Problem - The records below are to be quoted in full; please keep every word exact.

--- --- ---

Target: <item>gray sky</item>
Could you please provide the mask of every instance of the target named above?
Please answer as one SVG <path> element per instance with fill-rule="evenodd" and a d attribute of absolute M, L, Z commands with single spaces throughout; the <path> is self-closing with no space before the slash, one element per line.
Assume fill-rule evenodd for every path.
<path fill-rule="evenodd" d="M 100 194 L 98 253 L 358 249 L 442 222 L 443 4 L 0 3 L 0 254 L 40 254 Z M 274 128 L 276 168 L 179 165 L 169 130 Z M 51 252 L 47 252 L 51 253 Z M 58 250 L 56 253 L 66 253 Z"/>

--- --- ---

Answer -
Target: <item>gray sky</item>
Could you please provide the mask of every instance of the target named above?
Please answer as one SVG <path> element per instance with fill-rule="evenodd" and a d attribute of absolute M, L, Z commands with single spaces throughout; the <path> is self-closing with no space before the slash, one element per line.
Assume fill-rule evenodd for every path.
<path fill-rule="evenodd" d="M 100 194 L 98 253 L 358 249 L 442 222 L 443 4 L 0 3 L 0 254 L 40 254 Z M 274 128 L 276 168 L 179 165 L 169 130 Z M 51 252 L 47 252 L 51 253 Z M 58 250 L 56 253 L 66 253 Z"/>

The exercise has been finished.